▶ **PAGE EXCERPT**:
The Traveller as Outlaw and Fearless Mystic

Below are two excerpts from my book Days of Shock, Days of Wonder: The 9/11 Age, the Ways of the Mystics, and One Man’s Escape from Babylon in the Belly of a Whale, a memoir about my spiritual travels and activist journey.

As a traveller, I have discovered that when we step out of the routines of our lives, three significant things happen.

One, we become an outlaw, sleeping where we shouldn’t and trampling on the bylaws put in place for the sedentary. Two, we become fearless in the face of the many obstacles that arise between ourselves and the basic necessities of life. And three, we become aware of something almost mystical guiding the course of our journeys.

As the following passages illustrate, suggestions of this third phenomenon are most often seen in the “coincidences” that accumulate as we travel.

At the beginning of the first excerpt, I have just arrived in New Delhi with the intention of meeting a Sufi or Hindu guru. I wanted to experience a mystical religion up close. And being a filmmaker, I’d brought along my video camera, hoping to make a documentary.

But what were the odds of finding such a person? Like a Taoist, I prefer not to make plans. I just let the current push me along. So I decided not to look for this mystic or to tell anyone why I was in India. I would simply show up in New Delhi, get a room at an ashram, and wait to see what happened.

▶ **RAW DATA**:
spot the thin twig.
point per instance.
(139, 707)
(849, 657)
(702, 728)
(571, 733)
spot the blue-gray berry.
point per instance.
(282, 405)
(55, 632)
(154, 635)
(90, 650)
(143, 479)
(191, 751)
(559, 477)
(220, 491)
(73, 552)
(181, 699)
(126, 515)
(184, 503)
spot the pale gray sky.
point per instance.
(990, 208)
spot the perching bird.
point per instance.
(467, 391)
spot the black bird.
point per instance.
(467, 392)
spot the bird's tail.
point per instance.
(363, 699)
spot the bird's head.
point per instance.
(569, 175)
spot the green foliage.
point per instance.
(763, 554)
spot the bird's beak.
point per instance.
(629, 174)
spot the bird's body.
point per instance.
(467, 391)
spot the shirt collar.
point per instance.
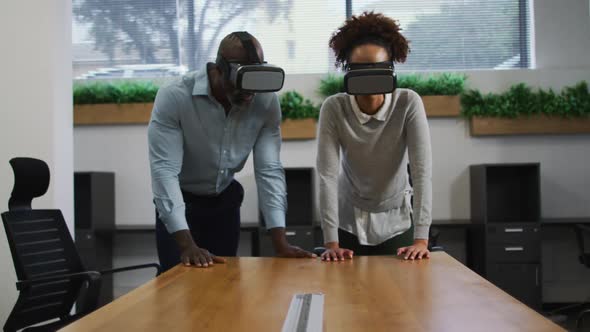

▶ **EXERCISES TO COMPLETE**:
A – In the travel memoir excerpt, what did the author hope to make with the video camera brought to India?
B – Render this sentence from the travel memoir excerpt in Spanish: "Like a Taoist, I prefer not to make plans."
C – Write the next few paragraphs of the travel memoir excerpt, picking up after its final sentence.
The data above is separate material, unrelated to the travel memoir excerpt.

▶ **ACTIVITY ANSWERS**:
A – A documentary.

B – Como un taoísta, prefiero no hacer planes.

C –
Excerpt 1

On Monday I had jetlag. I was in bed at three-thirty in the afternoon. Parrots were squawking outside my window and keeping me awake. Mosquitoes buzzed in my ears. The pillow slip was spotted with the blood of those I’d managed to kill. The curtain at the balcony billowed into the room. Finally a breeze. An inner dialogue started:

“Get up.”

“I’m tired.”

“Get up or you won’t sleep tonight.”

“I’ll get up for dinner.”

“Get up now.”

“And do what?”

“Get up and walk out of this room.”

“And go where?”

“Get up!”

I got up and left my room. I walked to the staircase and went down to the next floor. A door to one of the rooms swung open. It was the German musician I’d met in the dining room. He spent half the year in Europe giving concerts and half in New Delhi with his tambura teacher. He was allowed to live at the ashram because his study of sacred music counted as a spiritual quest. He asked me if I wanted to go to a concert.

“When are you leaving?”

“Now,” he said. He just had to check about a taxi.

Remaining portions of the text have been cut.